- [SOURCE DATA]
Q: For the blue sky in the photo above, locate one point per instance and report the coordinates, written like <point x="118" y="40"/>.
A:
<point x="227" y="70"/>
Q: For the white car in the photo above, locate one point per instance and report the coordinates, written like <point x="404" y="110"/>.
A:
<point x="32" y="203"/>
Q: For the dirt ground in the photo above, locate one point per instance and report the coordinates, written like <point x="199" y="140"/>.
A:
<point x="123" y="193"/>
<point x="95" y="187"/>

- [WHAT IS BEING ASKED]
Reproduce every line of the entries above, requests included, with each point coordinate in the answers multiplied by 1.3 and rounded to the nearest whole number, halves rounding up. Leave the sample coordinates in the requests unchanged.

- [TASK ANSWER]
Q: For the blue sky in the photo above, locate one point per instance and report the coordinates, written like <point x="118" y="40"/>.
A:
<point x="295" y="91"/>
Q: For the white car in the photo above, locate one point per instance and report the coordinates, written like <point x="404" y="110"/>.
A:
<point x="42" y="264"/>
Q: For the dirt ground in the photo above, locate one point per instance and report the coordinates, written like <point x="199" y="140"/>.
A:
<point x="160" y="251"/>
<point x="124" y="243"/>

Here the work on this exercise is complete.